*WRITTEN PROBLEM*
Please quote the listing below word for word, including every line.

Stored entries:
+ + + + + + +

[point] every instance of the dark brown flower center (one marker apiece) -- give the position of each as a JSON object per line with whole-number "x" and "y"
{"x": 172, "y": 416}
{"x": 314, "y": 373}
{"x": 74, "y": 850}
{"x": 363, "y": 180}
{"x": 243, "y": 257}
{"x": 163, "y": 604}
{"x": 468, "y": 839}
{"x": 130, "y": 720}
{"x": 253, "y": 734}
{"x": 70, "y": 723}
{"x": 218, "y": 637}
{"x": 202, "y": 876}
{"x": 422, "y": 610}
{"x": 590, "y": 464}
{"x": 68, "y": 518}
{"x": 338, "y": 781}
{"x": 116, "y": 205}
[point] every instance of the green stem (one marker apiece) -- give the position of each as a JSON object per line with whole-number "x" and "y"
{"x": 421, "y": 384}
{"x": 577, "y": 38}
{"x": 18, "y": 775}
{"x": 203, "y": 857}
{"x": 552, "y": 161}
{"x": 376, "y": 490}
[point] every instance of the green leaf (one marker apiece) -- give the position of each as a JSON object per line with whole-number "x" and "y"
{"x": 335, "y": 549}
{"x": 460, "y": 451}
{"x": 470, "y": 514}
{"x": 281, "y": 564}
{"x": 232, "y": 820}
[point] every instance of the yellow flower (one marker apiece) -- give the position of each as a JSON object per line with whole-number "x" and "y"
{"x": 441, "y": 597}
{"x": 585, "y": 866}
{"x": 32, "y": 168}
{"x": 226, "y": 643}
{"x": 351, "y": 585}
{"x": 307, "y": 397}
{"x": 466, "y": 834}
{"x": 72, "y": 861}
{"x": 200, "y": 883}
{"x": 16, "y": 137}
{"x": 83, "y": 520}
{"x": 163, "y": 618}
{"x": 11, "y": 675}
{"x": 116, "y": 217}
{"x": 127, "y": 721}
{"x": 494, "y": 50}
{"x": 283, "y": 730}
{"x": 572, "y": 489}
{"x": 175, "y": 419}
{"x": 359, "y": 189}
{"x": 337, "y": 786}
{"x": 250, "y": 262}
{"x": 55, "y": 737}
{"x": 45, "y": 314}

+ + + + + + +

*WRITTEN SOLUTION*
[point] every instance of the dark brown flower center (one marker apiece) -- give the position of each as a JSON object per line with whole-number "x" and "y"
{"x": 172, "y": 416}
{"x": 314, "y": 373}
{"x": 74, "y": 850}
{"x": 363, "y": 180}
{"x": 243, "y": 257}
{"x": 163, "y": 604}
{"x": 468, "y": 839}
{"x": 130, "y": 720}
{"x": 253, "y": 734}
{"x": 70, "y": 723}
{"x": 218, "y": 637}
{"x": 202, "y": 876}
{"x": 422, "y": 610}
{"x": 590, "y": 464}
{"x": 68, "y": 518}
{"x": 338, "y": 781}
{"x": 116, "y": 205}
[point] every instance of the green stem (one marker apiece) -- give the position of each as a JSON object per line with whole-number "x" and "y"
{"x": 421, "y": 384}
{"x": 577, "y": 38}
{"x": 18, "y": 775}
{"x": 203, "y": 857}
{"x": 552, "y": 161}
{"x": 376, "y": 490}
[point] every instance of the green leaf (one marker apiece) -- give the position of each as a JSON object per line with whole-number "x" and "y"
{"x": 335, "y": 549}
{"x": 460, "y": 451}
{"x": 470, "y": 514}
{"x": 281, "y": 564}
{"x": 232, "y": 820}
[point] every instance of the yellow flower (one marker apiece) -- give the position of each as a JSON object per line with whole-number "x" and "y"
{"x": 441, "y": 597}
{"x": 585, "y": 866}
{"x": 32, "y": 168}
{"x": 226, "y": 643}
{"x": 351, "y": 585}
{"x": 307, "y": 397}
{"x": 466, "y": 834}
{"x": 72, "y": 861}
{"x": 200, "y": 883}
{"x": 16, "y": 137}
{"x": 83, "y": 520}
{"x": 163, "y": 618}
{"x": 11, "y": 675}
{"x": 116, "y": 217}
{"x": 127, "y": 721}
{"x": 494, "y": 50}
{"x": 283, "y": 730}
{"x": 572, "y": 489}
{"x": 175, "y": 419}
{"x": 359, "y": 189}
{"x": 337, "y": 786}
{"x": 250, "y": 262}
{"x": 55, "y": 737}
{"x": 45, "y": 314}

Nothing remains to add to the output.